TEXT UNDER STUDY
*** Begin section ***

25rides7daysaweek said:


> I would throw a big party
> for all my u/p friends with
> huge amounts of hookers and coke!!!


Coca Cola is being boycotted. Haven't you heard?


----------



## Uberdriver2710 (Jul 15, 2015)

Bitcoin...no brainer


----------



## Grubhubflub (Jun 16, 2018)

Oscar Levant said:


> I'm thinking of investing in a really super duper fast (PC)computer, but I have no idea how to do it. Any advice?
> 
> What would you do with $11k if it fell into your lap? Vacay? Pay off car?


Dude, you know you're gonna have to pay taxes on that money.


----------



## Daisey77 (Jan 13, 2016)

Big Lou said:


> Would you start spending that money if you're not sure about the pay back?
> When I got into a forbearance plan with my lender, I kept every penny till the forbearance period was signed and done with.
> Since so many people are banking on the forgiveness, would be a red flag to hold on the the money till you get the official word.


There's really no risk of it not being forgiven if you use the reason owner replacement compensation


Stevie The magic Unicorn said:


> One of the biggest issues most uber/lyft drivers will run into is that the PPP loans are based on your 2019 _taxable profit_, which for most of the drivers is zero-near zero.


Now they're using gross income. Not net


Oscar Levant said:


> 60% has to be spent on 'payroll' ( ourselves, in our case, as IC, I would think ) and 40% on biz expenses, in order to apply for loan forgiveness.


60% minimum. In our case, it will be 100%. You'll use on a replacement compensation as the reason




Big Lou said:


> Good luck.
> I thought of it when it was first available, but I didn't have the guts to go through with it.
> If It works for you..... Good!


Hurry up there's still time not much but there is.


----------



## Seamus (Jun 21, 2018)

I do my employers PPP applications and have just finished the PPP foregiveness process so I am extremely familiar with this.

How much trouble RS drivers have getting foregiveness will depend on how much they receive. There are 2 main issues for RS drivers:

There are “payroll” and “non-payroll” costs that qualify. In the case of RS there are virtually no non payroll costs allowable that are “essential” to RS. Either way it’s capped at 40% of the total.
The biggest issue by far will be the qualifying payroll costs. These are split up into three categories but the main point is you are the “owner” of the business and are not commingled with “employees” who receive a paycheck. As the “owner” you are therefore “capped” at $20,000 of income payment during the covered period. The covered period is pretty flexible.
So the bottom line is if you received $20,000 or less you probably will not have any problem getting up to 20k of foregiveness. Those who fudged up numbers and got significantly more than that will have a much bigger issue.

@Stevie The magic Unicorn, I wouldn’t say their are “no questions asked”. There are actually several questions asked but if you received a low enough amount to use the “simple” form you don’t have to submit the documentation with the foregiveness application. However, they can request the documentation any time they want so just be prepared.

*** End section ***

WORK ITEM
Write the next part of the forum thread about PPP loans for rideshare drivers, beginning after its final post. The data that comes next has no connection to the forum thread above.

LISTED RECORDS
*** Begin section ***

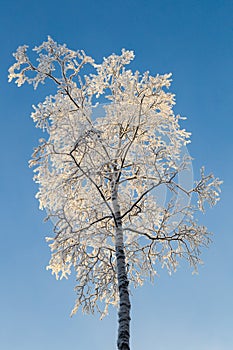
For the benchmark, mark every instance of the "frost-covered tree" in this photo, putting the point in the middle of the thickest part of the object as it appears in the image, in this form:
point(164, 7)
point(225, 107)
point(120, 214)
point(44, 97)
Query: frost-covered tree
point(98, 176)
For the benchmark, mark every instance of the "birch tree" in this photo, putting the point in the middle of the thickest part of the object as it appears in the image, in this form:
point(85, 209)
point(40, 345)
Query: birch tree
point(98, 176)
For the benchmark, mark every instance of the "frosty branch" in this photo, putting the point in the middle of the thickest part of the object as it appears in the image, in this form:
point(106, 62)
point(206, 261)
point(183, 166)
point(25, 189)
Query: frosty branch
point(98, 176)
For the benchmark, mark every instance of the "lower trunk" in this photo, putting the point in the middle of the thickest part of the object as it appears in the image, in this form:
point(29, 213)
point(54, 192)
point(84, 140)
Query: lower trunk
point(124, 304)
point(124, 307)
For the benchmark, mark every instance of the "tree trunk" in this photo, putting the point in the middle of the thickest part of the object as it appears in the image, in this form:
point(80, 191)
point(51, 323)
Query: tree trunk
point(124, 304)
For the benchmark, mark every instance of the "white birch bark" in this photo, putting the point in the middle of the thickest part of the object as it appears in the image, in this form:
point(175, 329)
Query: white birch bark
point(124, 303)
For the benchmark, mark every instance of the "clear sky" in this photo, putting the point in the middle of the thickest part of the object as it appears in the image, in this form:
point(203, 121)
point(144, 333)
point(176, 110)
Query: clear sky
point(193, 39)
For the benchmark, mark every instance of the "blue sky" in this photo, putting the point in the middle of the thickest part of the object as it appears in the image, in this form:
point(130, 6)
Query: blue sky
point(194, 41)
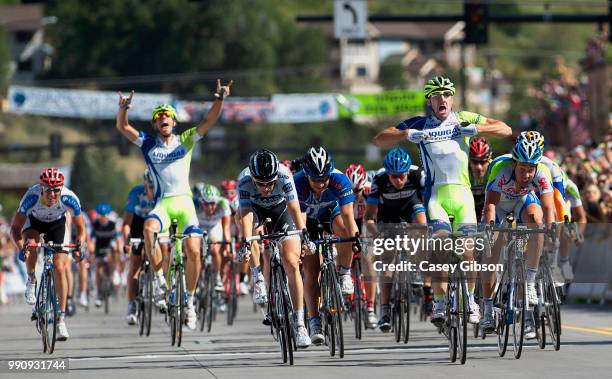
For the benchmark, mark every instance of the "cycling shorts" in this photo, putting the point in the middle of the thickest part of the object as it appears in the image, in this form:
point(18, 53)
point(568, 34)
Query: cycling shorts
point(451, 199)
point(180, 208)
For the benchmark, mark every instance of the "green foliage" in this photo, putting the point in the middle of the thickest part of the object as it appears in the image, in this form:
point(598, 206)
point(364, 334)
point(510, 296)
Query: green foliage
point(95, 177)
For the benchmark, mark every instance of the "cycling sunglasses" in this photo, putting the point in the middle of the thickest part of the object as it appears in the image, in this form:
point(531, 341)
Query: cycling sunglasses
point(440, 94)
point(269, 184)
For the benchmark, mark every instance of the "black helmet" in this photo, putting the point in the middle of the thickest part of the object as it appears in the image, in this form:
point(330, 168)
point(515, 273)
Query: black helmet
point(317, 163)
point(263, 165)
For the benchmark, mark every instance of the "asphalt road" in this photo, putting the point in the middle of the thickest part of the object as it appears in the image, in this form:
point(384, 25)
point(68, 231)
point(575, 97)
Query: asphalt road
point(104, 346)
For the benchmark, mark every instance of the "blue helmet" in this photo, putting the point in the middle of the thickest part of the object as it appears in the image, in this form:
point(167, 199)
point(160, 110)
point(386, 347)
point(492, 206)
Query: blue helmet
point(397, 161)
point(317, 163)
point(103, 209)
point(527, 151)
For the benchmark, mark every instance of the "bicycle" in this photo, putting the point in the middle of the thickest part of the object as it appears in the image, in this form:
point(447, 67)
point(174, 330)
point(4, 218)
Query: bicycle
point(46, 309)
point(510, 298)
point(176, 297)
point(455, 323)
point(144, 292)
point(280, 307)
point(206, 295)
point(331, 299)
point(548, 309)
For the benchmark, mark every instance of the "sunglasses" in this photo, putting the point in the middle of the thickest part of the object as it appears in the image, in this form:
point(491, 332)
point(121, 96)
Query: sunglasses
point(265, 184)
point(401, 176)
point(319, 180)
point(162, 114)
point(440, 94)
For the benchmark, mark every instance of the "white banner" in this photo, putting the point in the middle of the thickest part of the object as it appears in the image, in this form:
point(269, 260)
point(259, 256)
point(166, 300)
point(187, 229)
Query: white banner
point(303, 108)
point(80, 103)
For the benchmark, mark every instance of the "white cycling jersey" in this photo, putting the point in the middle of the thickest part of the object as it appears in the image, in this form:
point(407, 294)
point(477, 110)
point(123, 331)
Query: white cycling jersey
point(32, 205)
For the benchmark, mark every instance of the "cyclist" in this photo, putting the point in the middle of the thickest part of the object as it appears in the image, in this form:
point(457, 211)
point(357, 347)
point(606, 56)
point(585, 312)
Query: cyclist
point(395, 198)
point(140, 202)
point(228, 191)
point(443, 138)
point(42, 211)
point(361, 189)
point(511, 189)
point(168, 157)
point(267, 190)
point(104, 236)
point(326, 198)
point(215, 218)
point(480, 158)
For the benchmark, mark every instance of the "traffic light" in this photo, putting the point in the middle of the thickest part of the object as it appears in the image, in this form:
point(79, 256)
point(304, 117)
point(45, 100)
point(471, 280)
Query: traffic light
point(476, 16)
point(55, 145)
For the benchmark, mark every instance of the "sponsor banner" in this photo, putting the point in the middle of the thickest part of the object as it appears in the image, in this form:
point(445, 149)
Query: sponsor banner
point(303, 108)
point(388, 103)
point(79, 103)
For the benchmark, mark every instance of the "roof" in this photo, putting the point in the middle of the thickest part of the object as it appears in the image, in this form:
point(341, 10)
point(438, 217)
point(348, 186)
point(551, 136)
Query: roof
point(396, 30)
point(21, 17)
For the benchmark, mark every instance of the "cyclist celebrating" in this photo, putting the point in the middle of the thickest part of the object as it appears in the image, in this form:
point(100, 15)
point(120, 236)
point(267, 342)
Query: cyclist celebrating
point(326, 197)
point(395, 198)
point(480, 158)
point(443, 138)
point(267, 190)
point(168, 156)
point(140, 202)
point(215, 216)
point(42, 210)
point(511, 189)
point(361, 189)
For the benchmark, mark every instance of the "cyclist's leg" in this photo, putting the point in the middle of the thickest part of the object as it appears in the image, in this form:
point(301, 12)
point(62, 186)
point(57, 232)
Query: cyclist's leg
point(312, 270)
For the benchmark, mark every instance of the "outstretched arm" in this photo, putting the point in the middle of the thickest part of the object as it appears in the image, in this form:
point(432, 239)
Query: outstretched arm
point(123, 126)
point(215, 111)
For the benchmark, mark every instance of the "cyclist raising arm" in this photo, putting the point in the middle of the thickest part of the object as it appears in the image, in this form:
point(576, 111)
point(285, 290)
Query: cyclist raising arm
point(169, 158)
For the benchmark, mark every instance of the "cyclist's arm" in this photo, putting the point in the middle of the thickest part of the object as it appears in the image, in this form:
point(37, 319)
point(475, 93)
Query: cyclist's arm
point(126, 229)
point(81, 231)
point(124, 127)
point(225, 224)
point(294, 209)
point(390, 136)
point(494, 128)
point(16, 227)
point(491, 201)
point(548, 207)
point(211, 117)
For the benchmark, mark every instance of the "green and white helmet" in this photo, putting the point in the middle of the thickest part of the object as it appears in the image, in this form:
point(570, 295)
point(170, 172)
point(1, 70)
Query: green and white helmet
point(438, 84)
point(206, 193)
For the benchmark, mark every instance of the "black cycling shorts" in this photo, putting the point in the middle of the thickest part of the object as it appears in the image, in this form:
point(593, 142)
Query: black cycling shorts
point(137, 231)
point(54, 231)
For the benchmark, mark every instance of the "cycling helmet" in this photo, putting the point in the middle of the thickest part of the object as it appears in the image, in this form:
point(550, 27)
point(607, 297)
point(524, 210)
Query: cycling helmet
point(228, 185)
point(263, 165)
point(527, 152)
point(357, 176)
point(148, 177)
point(52, 177)
point(532, 136)
point(164, 108)
point(438, 84)
point(317, 163)
point(397, 161)
point(103, 209)
point(480, 150)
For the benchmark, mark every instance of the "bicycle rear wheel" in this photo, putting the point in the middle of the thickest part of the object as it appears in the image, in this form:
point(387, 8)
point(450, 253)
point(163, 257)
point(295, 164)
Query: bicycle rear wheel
point(180, 305)
point(519, 302)
point(462, 317)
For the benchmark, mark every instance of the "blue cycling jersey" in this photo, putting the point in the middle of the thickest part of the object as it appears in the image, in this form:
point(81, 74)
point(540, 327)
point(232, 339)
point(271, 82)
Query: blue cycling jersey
point(138, 203)
point(339, 192)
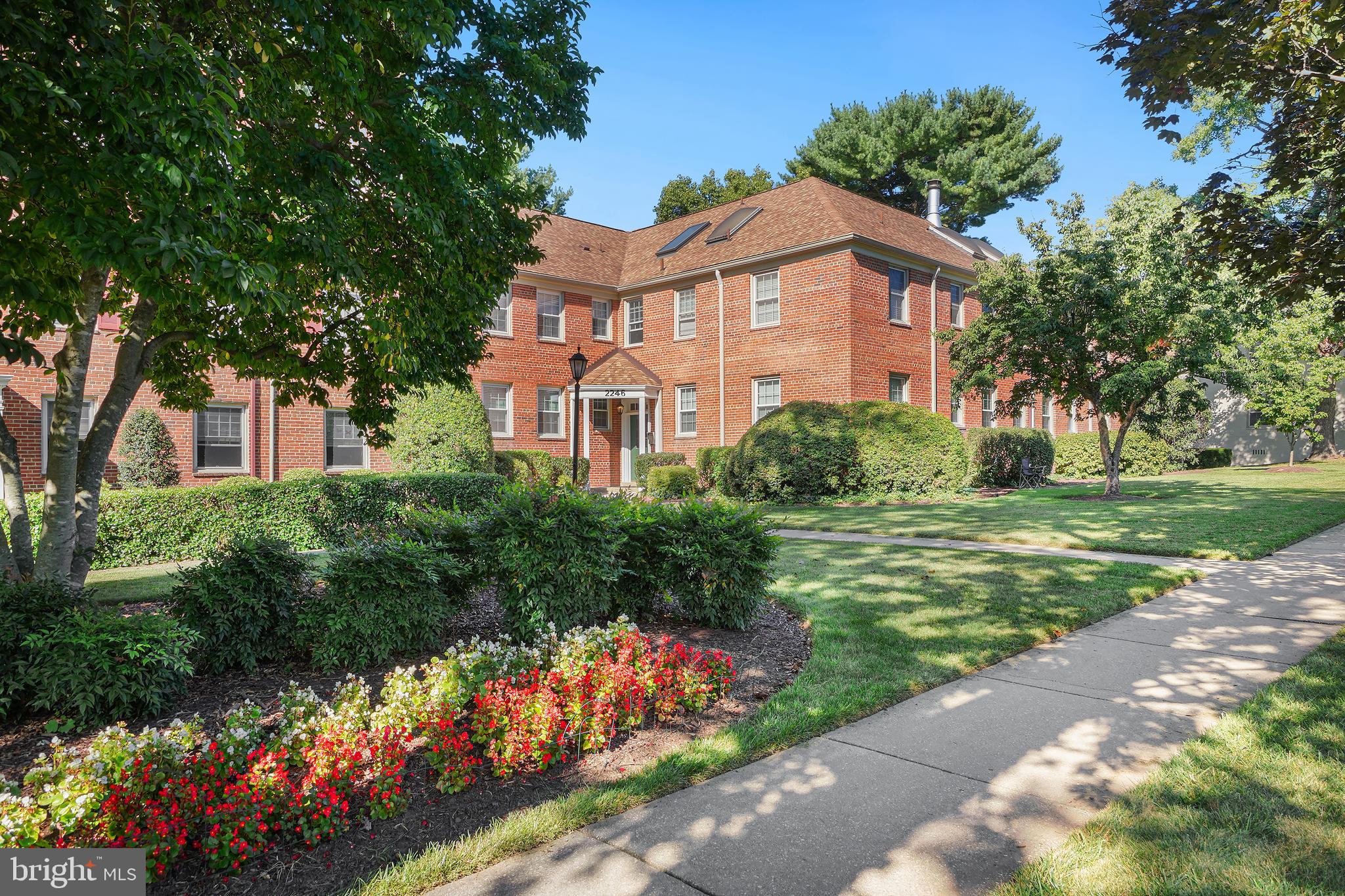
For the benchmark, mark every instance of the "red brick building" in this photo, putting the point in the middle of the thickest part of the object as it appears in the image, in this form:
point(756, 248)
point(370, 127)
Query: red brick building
point(694, 328)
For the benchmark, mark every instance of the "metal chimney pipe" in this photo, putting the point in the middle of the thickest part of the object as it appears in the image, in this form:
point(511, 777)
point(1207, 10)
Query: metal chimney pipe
point(934, 198)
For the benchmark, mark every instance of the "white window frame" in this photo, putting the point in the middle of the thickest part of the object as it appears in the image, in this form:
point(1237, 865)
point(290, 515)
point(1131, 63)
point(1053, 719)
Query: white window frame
point(757, 394)
point(508, 299)
point(363, 461)
point(757, 303)
point(906, 387)
point(49, 405)
point(606, 406)
point(560, 316)
point(678, 410)
point(246, 454)
point(560, 413)
point(904, 293)
point(509, 410)
point(626, 320)
point(606, 336)
point(681, 317)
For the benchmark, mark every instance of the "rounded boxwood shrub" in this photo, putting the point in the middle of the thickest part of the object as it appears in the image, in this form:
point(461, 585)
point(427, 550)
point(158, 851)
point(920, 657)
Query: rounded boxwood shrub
point(441, 429)
point(148, 453)
point(96, 667)
point(801, 452)
point(904, 452)
point(242, 601)
point(554, 555)
point(377, 602)
point(997, 453)
point(671, 481)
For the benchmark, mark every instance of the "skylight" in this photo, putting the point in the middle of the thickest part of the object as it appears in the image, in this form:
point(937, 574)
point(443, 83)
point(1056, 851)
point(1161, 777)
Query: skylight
point(732, 224)
point(682, 240)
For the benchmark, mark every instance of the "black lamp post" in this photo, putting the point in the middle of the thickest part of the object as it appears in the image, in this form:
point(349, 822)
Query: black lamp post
point(579, 366)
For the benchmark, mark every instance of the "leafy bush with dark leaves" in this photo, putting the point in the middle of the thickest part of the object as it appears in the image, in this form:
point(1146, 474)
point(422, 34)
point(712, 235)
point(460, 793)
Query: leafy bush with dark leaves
point(377, 602)
point(997, 454)
point(97, 667)
point(244, 602)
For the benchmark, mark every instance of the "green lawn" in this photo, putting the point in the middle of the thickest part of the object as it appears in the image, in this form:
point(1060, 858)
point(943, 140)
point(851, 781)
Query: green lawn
point(887, 624)
point(1231, 513)
point(1256, 805)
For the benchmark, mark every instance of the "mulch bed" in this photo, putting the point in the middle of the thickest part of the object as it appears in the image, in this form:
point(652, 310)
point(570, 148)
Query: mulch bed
point(766, 656)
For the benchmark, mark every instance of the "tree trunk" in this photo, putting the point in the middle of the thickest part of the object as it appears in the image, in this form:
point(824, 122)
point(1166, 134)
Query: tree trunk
point(18, 561)
point(128, 375)
point(57, 543)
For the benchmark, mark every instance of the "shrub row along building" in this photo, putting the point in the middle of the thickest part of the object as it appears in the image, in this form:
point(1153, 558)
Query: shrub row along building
point(695, 328)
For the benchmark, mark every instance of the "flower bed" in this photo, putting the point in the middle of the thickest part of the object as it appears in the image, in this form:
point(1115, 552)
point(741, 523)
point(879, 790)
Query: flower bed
point(303, 774)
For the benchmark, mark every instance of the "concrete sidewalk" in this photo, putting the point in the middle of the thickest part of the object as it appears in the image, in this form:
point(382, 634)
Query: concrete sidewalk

*** End section ***

REPLY TO THE EXERCISE
----------



## Daisey77 (Jan 13, 2016)

Seamus said:


> I do my employers PPP applications and have just finished the PPP foregiveness process so I am extremely familiar with this.
> 
> How much trouble RS drivers have getting foregiveness will depend on how much they receive. There are 2 main issues for RS drivers:
> 
> ...


So basically as long as you didn't gross more than $98,000 you're fine.

I'm confused when you say the biggest problem we're going to have is the payroll costs. That's the only way we're going to get it forgiven and it's pretty simple. 100% of our loan is going to go to owner replacement compensation. We only have one thing to document, since there's no non payroll costs really. Since they max out our loan at 2 and 1/2 months of income, which is clearly less than the covered period, there's really no issue. Am I missing something?


----------



## Seamus (Jun 21, 2018)

Daisey77 said:


> So basically as long as you didn't gross more than $98,000 you're fine.
> 
> I'm confused when you say the biggest problem we're going to have is the payroll costs. That's the only way we're going to get it forgiven and it's pretty simple. 100% of our loan is going to go to owner replacement compensation. We only have one thing to document, since there's no non payroll costs really. Since they max out our loan at 2 and 1/2 months of income, which is clearly less than the covered period, there's really no issue. Am I missing something?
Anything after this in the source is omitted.